→ **Aim**: Transcribe every line of the listing below verbatim, leaving out the pictures.

Pointing data excerpts:
-- start --

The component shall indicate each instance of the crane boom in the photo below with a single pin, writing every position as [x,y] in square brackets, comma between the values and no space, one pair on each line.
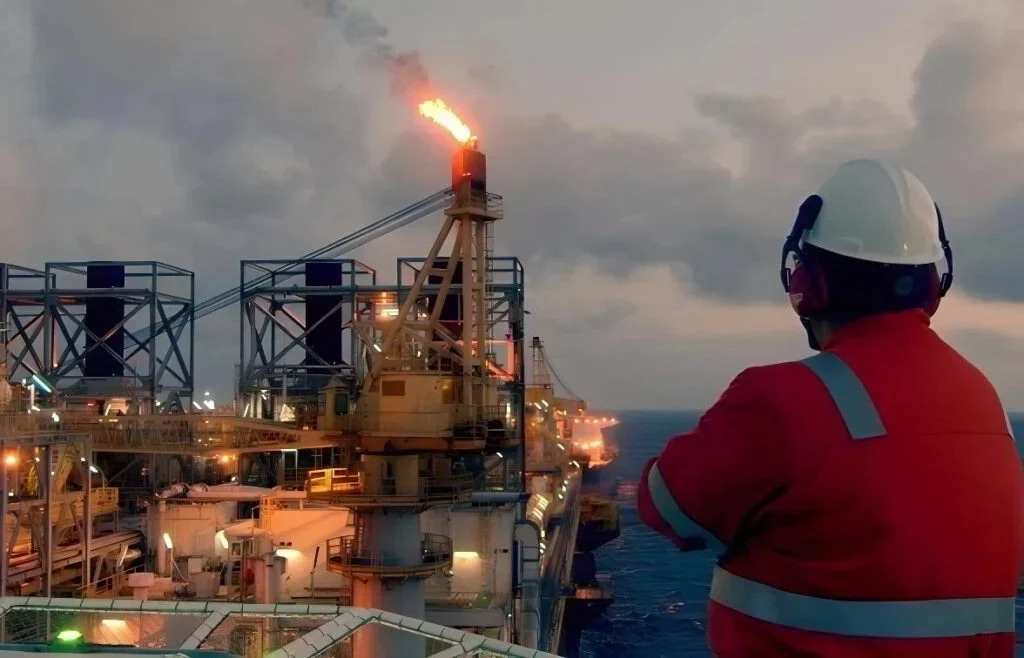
[370,232]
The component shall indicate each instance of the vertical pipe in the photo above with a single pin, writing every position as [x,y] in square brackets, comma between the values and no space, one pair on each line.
[243,320]
[47,511]
[190,380]
[159,537]
[48,331]
[87,523]
[4,540]
[467,308]
[151,340]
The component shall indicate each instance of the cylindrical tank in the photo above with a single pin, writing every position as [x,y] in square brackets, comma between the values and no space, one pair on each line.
[246,641]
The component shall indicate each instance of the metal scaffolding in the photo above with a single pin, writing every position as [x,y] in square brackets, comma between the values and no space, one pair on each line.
[146,363]
[23,320]
[295,334]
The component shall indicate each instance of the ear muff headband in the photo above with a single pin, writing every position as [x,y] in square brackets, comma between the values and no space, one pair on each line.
[947,277]
[813,292]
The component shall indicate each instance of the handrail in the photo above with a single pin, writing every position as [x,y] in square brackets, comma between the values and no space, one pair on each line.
[435,553]
[340,481]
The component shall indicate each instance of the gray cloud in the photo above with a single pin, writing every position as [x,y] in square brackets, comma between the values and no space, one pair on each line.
[626,200]
[202,133]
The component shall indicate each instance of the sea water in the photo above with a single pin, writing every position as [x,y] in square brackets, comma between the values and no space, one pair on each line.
[660,593]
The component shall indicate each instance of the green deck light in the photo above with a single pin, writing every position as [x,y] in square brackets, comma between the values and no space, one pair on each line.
[70,635]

-- end --

→ **The reply**:
The component shall indicate each instance of the crane boom in the photo below with a single pin, writing every position as [x,y] in square brackets, comma between the values and no space, one pair on each line.
[370,232]
The component shall indicate each instance of the vertical pipe in the photo above with a single pin, writing every position as [x,y] in square brackets, comma between the values and no space, one pair on each line.
[243,320]
[47,511]
[190,380]
[159,537]
[48,331]
[87,523]
[4,540]
[467,308]
[151,340]
The component shall indicate each instance of the cylindrical tank in the photo above with a single pin, writing every position as [x,y] in square brackets, comma between the values and no space, one pair on each line.
[246,641]
The component shall indicate each instance of the metal scaffolding in the photo above with a single pin, writing every position as [x,y] in square brackets, comma between the values and no space, one pair on each line.
[146,363]
[23,320]
[295,334]
The component shall indicate each instance of the ear muff headband in the photo above with a single pin, writing every position as [x,y] in square brackets, comma between the values and no space, one pair on each line.
[947,277]
[813,292]
The component shall indicate each instance of the handrail in the photo above with a single pin, writing every position as [x,y] in square brackets, comma between the values and no space, one pair on each line.
[435,553]
[340,481]
The component shall indicate each instance of the gray cloud in the photo above with a single pin, writing every position as [x,y] in square brackets, comma between the values and no space, one pair on each line.
[626,200]
[202,133]
The component shall indicate each instance of the sea water in the photo above with a single pin, writing every position as [x,y] in square brackets, comma between the values and no space, one pair on each line.
[660,593]
The component shall indicate each instance of the green deck light in the photo above with a single pin, writing every position as [x,y] in square brackets, comma between the values and no space, one pair on each line.
[70,635]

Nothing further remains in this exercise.